* WHAT YOU HAVE TO DO
Pictures in the data below are not part of the copy; transcribe everything else exactly.

[Rows from a dataset]
· · · ·
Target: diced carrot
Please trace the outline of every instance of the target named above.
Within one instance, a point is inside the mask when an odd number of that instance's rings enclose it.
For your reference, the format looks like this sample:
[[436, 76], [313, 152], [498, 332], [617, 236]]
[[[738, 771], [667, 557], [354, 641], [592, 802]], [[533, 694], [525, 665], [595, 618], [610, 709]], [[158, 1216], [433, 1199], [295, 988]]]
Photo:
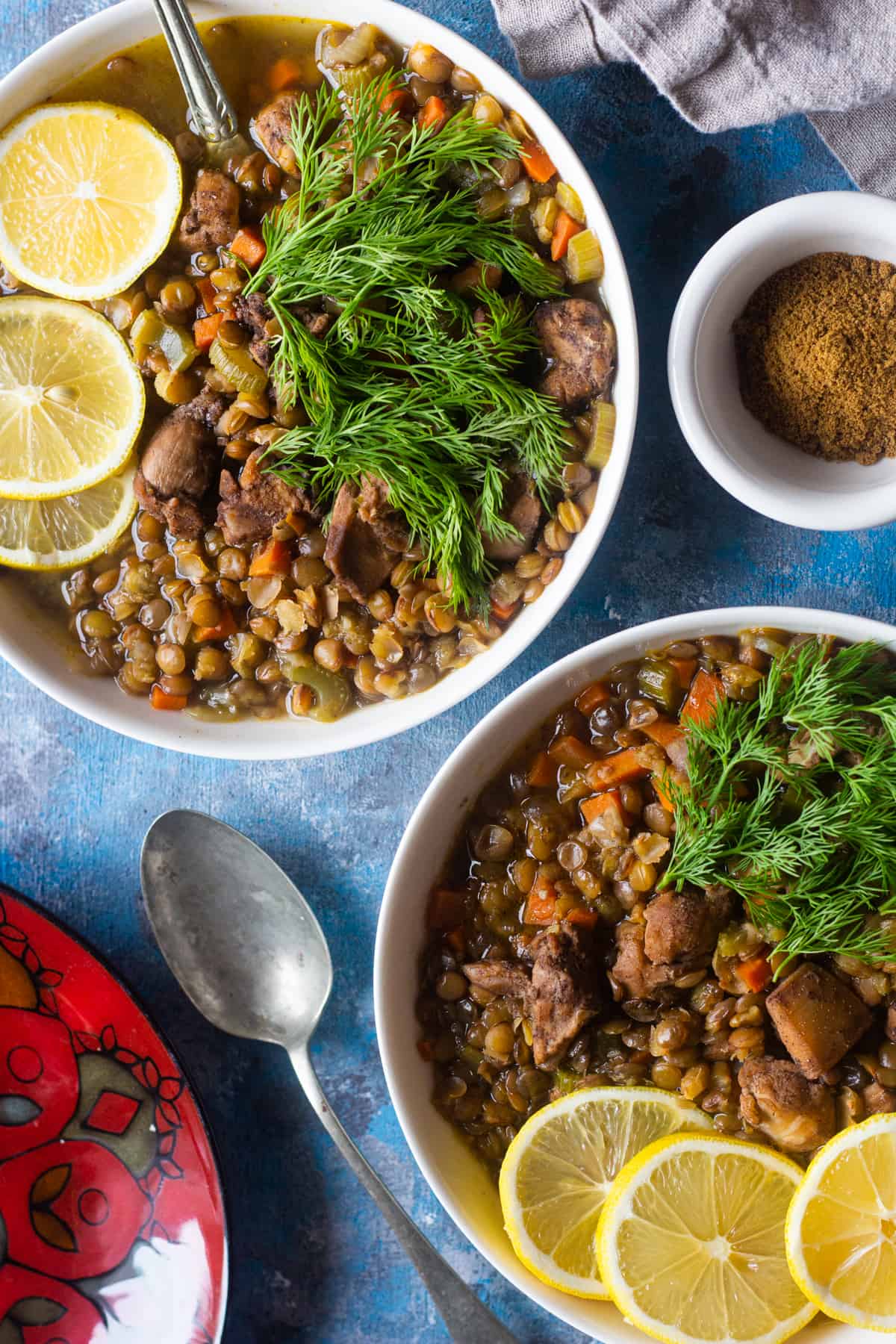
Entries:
· · · ·
* FINAL ANSWER
Target: diced carrot
Please trace the outline of every instance of the target named above.
Within one instance, a point is inside the mask when an odd number of that instance's rings enclose it.
For your reference, the format looks like this sample:
[[436, 76], [313, 152], [498, 332], [617, 236]]
[[[738, 771], [667, 557], [354, 641], [592, 802]], [[533, 694], [525, 665], [595, 618], [610, 709]], [[158, 1216], [433, 1199], [295, 988]]]
Photo:
Entries:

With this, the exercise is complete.